항목에서 다음 단어가 들어 있는 줄을 모두 나열하세요: "rule". 대소문자는 구분합니다.

== == ==

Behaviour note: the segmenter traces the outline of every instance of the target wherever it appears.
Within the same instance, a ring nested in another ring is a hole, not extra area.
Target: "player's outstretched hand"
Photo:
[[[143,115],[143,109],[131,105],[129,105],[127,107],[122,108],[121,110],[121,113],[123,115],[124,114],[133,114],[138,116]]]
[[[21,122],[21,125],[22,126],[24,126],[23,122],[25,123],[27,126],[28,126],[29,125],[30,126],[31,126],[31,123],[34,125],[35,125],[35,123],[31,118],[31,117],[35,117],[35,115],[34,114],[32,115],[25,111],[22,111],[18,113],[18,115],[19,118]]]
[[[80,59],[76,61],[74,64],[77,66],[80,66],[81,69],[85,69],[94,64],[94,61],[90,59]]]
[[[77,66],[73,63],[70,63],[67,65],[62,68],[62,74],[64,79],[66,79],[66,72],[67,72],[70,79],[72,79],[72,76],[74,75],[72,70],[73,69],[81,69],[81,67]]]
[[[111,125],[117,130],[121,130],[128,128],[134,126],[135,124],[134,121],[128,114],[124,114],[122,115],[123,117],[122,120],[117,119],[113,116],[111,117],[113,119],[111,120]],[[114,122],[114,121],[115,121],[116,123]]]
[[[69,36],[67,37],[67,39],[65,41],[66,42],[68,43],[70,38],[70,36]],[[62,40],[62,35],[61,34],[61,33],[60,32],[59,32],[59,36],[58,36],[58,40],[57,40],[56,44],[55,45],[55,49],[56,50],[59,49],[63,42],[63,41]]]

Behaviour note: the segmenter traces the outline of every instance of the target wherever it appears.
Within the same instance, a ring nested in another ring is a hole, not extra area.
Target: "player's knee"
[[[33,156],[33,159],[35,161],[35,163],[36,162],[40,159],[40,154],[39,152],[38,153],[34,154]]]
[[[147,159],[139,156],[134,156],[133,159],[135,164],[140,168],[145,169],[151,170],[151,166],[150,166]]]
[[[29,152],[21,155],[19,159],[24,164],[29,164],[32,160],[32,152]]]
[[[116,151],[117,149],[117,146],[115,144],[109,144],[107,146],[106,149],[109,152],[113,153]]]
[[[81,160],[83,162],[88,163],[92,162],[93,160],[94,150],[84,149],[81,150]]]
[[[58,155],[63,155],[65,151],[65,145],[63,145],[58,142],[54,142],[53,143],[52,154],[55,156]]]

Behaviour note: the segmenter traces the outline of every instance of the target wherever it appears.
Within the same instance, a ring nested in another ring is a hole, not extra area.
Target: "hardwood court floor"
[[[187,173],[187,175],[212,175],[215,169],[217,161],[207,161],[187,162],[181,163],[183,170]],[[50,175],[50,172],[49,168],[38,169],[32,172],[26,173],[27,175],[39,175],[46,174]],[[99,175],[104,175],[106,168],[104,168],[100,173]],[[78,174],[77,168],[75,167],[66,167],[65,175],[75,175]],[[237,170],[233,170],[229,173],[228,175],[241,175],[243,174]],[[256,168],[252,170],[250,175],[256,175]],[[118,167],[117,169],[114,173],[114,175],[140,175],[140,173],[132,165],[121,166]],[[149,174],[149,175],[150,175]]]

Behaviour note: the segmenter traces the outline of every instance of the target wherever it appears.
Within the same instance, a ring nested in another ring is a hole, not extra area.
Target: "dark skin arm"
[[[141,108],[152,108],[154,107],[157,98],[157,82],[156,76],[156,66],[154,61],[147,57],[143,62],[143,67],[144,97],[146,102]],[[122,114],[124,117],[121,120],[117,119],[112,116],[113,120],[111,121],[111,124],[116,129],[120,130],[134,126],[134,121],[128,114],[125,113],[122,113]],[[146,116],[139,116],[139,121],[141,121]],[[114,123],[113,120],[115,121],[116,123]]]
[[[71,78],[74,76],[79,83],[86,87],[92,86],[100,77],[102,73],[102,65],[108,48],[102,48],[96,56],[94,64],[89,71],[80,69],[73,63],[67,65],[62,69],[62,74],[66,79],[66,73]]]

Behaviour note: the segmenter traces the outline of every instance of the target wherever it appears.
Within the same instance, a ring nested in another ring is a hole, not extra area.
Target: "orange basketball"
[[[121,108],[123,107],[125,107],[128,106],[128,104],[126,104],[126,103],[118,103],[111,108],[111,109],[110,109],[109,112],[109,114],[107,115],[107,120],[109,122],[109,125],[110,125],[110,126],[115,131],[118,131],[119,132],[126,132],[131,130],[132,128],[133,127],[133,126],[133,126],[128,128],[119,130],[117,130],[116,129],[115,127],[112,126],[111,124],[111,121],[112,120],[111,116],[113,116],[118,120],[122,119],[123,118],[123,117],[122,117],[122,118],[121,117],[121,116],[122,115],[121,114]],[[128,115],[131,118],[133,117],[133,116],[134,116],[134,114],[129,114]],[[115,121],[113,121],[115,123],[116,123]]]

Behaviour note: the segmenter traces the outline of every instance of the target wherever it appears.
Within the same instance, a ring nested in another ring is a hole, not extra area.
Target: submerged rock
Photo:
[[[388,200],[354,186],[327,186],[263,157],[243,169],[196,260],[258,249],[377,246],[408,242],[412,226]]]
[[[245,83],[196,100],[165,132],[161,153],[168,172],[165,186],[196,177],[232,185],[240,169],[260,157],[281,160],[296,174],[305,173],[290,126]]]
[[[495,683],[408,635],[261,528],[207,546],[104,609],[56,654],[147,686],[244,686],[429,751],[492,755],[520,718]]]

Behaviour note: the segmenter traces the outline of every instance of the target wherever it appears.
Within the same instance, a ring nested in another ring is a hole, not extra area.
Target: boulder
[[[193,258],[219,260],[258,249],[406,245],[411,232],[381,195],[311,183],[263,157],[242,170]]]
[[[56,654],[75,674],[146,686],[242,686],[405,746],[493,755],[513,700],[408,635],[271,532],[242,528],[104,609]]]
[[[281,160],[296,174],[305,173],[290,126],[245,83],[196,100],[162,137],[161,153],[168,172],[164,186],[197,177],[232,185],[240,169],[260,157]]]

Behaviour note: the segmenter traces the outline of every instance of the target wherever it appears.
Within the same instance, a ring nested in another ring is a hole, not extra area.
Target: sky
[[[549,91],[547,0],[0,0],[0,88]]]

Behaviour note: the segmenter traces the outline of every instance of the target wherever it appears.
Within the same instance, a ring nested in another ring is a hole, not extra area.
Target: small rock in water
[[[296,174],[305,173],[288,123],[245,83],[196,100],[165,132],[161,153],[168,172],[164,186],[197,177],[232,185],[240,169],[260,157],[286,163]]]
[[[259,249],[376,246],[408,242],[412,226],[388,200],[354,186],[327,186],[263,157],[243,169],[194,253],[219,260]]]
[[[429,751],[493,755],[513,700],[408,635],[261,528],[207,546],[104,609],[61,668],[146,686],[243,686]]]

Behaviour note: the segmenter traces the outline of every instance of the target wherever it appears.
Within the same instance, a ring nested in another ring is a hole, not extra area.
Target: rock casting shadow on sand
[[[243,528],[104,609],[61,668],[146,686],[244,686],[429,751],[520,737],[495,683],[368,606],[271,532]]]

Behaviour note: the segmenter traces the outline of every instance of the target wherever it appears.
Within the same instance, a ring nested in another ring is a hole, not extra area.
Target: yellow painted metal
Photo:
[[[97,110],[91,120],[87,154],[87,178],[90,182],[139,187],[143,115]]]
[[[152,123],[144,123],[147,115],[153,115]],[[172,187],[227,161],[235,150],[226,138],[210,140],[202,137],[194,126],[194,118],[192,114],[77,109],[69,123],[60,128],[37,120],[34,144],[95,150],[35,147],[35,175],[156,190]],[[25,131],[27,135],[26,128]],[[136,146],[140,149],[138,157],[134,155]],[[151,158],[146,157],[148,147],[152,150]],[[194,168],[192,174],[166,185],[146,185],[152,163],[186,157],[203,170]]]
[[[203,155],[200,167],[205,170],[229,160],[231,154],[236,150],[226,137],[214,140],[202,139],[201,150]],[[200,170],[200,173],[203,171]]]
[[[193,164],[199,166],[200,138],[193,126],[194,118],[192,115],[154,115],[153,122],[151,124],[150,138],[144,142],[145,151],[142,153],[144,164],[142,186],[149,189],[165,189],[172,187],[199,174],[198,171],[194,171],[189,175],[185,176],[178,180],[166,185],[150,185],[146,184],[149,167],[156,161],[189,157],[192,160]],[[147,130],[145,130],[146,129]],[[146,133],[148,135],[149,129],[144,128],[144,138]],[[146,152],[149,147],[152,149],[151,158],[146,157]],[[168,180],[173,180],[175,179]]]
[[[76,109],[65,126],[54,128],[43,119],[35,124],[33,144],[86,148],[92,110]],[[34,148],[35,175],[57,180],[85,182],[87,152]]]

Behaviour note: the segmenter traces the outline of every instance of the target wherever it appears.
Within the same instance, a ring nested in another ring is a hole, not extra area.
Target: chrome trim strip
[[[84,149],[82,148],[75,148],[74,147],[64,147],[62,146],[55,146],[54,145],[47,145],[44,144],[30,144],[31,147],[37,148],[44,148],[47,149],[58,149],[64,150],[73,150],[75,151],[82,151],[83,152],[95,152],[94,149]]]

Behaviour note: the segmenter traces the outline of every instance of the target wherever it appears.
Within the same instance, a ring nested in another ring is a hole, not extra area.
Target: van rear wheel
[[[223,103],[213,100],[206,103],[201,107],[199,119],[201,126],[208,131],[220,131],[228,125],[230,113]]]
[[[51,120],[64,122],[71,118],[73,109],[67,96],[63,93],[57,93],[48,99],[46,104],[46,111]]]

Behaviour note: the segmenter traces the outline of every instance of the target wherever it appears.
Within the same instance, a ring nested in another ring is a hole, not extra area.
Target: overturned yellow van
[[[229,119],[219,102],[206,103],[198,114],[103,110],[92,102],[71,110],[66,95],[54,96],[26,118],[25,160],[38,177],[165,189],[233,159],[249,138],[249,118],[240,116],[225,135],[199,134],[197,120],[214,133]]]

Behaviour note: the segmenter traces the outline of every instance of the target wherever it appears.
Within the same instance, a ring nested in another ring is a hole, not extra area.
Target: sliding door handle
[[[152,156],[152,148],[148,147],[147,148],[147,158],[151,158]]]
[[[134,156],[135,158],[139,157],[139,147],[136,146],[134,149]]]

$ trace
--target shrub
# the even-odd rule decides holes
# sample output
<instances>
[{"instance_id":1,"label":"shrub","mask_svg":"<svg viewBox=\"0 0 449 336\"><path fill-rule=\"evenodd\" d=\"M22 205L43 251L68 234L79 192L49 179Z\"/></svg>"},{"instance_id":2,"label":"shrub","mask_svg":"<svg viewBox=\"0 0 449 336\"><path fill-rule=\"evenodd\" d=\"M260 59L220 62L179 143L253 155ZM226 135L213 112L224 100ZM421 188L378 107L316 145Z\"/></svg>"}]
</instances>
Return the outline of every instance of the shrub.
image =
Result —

== == ==

#### [작성한 답]
# the even-odd rule decides holes
[{"instance_id":1,"label":"shrub","mask_svg":"<svg viewBox=\"0 0 449 336\"><path fill-rule=\"evenodd\" d=\"M22 205L43 251L68 234L79 192L49 179Z\"/></svg>"},{"instance_id":2,"label":"shrub","mask_svg":"<svg viewBox=\"0 0 449 336\"><path fill-rule=\"evenodd\" d=\"M260 59L220 62L179 143L253 155ZM226 135L213 112L224 100ZM421 188L378 107L316 145Z\"/></svg>"}]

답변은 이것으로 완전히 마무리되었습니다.